Reproduce the line that holds "Task: pick out every instance of the motorcycle windscreen" together with all the lines after it up to the end of the entries.
--- Start DATA SECTION ---
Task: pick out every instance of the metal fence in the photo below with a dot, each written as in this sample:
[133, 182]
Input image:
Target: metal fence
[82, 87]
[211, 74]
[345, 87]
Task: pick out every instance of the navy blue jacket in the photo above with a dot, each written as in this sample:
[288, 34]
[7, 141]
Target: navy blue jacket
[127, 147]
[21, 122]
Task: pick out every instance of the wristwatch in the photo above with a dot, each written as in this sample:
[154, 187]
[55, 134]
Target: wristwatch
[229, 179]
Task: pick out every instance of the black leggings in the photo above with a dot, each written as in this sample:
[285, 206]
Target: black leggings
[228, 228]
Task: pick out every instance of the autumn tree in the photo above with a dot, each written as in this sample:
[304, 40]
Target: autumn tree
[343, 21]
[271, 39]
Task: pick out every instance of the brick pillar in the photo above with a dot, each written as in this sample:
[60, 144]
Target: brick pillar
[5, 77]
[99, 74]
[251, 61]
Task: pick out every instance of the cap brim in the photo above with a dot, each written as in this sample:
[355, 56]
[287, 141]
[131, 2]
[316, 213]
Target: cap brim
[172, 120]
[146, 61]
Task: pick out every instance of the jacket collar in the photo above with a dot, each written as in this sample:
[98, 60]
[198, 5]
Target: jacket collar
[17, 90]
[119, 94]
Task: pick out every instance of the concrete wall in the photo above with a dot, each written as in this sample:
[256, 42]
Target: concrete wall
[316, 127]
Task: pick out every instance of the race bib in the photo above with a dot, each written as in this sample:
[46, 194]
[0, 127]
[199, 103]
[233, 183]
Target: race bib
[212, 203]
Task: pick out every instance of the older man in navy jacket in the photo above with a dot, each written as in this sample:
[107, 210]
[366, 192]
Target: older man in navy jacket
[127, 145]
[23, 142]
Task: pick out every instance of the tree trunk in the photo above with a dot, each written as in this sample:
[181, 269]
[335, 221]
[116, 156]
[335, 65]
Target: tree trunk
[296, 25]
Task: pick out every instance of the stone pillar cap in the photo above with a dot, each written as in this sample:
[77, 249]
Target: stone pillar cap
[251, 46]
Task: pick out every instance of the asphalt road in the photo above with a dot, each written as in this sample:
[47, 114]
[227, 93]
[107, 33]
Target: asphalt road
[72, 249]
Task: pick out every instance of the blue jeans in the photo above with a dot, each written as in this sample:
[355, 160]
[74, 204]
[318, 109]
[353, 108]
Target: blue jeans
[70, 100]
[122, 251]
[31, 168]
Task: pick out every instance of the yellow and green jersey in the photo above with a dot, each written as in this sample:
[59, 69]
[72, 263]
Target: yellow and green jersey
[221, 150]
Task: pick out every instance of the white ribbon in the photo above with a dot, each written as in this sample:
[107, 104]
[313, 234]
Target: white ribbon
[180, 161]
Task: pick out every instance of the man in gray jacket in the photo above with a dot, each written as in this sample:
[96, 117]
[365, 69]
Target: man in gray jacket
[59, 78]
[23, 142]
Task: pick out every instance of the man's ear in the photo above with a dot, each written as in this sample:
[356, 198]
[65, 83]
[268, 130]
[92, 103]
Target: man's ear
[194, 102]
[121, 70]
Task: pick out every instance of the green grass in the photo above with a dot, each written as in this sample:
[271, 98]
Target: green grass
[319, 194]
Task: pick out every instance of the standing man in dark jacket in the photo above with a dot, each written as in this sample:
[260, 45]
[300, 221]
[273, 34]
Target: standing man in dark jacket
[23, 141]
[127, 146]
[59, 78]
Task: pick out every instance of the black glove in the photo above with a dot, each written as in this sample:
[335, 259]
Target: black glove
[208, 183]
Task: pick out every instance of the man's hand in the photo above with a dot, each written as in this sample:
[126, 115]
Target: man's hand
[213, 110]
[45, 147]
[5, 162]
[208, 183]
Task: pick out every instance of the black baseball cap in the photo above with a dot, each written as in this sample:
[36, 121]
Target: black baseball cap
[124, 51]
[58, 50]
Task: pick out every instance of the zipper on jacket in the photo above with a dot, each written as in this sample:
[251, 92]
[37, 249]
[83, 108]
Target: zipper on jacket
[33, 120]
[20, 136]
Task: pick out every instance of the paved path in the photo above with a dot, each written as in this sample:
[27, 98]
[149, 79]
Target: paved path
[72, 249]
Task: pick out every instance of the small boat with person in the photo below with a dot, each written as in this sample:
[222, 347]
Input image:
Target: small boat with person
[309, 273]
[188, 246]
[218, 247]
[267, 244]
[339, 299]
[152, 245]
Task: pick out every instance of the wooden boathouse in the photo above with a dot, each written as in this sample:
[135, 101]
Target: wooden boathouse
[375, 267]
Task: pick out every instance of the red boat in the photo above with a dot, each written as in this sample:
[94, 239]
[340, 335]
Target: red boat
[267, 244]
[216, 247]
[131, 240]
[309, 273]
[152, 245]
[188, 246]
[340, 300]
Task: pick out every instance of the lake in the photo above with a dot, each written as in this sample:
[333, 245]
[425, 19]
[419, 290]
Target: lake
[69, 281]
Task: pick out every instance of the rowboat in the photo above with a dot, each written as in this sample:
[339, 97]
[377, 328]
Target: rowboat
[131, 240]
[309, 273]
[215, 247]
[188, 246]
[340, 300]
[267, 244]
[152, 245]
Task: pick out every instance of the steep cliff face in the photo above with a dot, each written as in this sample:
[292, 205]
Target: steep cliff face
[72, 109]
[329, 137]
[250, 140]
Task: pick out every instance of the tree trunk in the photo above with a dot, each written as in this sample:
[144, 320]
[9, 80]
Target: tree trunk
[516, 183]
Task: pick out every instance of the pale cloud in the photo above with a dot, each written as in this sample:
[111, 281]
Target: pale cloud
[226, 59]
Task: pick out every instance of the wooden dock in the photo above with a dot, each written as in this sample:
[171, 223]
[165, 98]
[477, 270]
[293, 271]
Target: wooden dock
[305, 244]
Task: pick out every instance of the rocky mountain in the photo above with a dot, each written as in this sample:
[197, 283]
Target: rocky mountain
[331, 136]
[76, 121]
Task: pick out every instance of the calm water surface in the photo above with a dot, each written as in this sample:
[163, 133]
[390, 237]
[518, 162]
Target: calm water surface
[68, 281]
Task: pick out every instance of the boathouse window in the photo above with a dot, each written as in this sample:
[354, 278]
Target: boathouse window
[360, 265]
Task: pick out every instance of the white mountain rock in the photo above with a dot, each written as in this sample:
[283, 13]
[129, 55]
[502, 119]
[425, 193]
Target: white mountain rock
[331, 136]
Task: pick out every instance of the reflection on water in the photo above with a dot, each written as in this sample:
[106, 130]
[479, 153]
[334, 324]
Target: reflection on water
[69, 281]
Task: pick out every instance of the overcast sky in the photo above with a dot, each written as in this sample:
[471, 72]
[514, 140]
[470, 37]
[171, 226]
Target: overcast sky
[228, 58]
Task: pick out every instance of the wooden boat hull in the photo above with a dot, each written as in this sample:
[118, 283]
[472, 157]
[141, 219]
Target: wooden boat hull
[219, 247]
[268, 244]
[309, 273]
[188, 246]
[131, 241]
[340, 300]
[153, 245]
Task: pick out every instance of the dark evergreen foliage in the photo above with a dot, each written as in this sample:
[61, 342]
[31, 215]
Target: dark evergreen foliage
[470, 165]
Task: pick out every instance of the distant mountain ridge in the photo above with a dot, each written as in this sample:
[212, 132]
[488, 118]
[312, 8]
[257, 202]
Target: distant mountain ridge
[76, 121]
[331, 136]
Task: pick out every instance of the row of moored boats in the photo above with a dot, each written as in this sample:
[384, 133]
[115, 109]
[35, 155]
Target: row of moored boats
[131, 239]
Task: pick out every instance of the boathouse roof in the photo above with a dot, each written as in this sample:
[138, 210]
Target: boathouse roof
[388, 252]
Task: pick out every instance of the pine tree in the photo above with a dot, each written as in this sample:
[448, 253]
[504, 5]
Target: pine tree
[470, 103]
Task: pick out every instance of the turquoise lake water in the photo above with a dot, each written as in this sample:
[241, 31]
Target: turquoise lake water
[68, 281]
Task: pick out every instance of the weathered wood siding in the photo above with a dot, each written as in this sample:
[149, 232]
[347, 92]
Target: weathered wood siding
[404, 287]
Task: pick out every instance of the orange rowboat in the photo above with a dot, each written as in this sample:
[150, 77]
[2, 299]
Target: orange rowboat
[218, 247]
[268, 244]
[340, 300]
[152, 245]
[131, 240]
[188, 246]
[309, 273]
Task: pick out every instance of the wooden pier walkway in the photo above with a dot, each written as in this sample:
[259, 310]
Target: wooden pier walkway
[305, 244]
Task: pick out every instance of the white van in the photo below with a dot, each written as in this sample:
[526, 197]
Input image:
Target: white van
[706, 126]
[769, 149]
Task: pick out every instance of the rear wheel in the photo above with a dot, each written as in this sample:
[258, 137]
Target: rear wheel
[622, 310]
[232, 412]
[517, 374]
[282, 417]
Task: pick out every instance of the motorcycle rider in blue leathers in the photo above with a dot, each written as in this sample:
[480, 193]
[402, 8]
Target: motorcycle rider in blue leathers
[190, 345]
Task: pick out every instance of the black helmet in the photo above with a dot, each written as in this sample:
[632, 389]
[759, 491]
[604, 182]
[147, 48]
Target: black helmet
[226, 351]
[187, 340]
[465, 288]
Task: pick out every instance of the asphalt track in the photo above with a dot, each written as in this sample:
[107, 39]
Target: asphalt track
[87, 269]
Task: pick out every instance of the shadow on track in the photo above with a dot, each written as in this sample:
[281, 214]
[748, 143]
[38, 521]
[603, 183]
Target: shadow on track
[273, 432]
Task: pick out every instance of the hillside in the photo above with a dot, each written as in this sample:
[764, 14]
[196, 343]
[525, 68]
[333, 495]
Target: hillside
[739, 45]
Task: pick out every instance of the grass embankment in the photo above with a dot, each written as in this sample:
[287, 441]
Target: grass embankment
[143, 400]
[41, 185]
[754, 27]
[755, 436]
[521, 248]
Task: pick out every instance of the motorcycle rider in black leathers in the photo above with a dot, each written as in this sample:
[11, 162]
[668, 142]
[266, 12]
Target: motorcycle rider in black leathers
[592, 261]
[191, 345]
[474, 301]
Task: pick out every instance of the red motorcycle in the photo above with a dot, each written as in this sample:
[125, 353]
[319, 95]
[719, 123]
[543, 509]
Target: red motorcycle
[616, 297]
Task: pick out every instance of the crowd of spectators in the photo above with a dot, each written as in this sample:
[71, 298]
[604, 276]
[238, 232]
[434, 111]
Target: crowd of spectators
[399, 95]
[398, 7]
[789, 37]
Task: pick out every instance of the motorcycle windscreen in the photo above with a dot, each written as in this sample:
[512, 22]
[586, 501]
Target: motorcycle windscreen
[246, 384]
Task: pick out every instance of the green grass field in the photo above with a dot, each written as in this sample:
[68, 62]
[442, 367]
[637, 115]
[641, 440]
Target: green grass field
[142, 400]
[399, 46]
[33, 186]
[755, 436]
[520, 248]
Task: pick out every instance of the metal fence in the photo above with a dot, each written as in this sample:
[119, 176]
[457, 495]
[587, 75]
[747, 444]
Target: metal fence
--- End DATA SECTION ---
**RESULT FOR THIS TASK:**
Task: pick out every instance of the motorcycle windscreen in the photo above with a dot, each written as in this sample:
[512, 22]
[586, 501]
Target: motorcycle windscreen
[246, 384]
Task: pick out every instance of the green grass field in the photo above with a dot, each written as in this sample:
[68, 62]
[442, 367]
[637, 115]
[641, 440]
Target: green grass field
[142, 400]
[399, 46]
[33, 186]
[755, 436]
[520, 248]
Task: pick out every instance of the metal fence in the photo above with a dot, each written as in this sample:
[119, 176]
[457, 495]
[587, 75]
[747, 444]
Target: metal fence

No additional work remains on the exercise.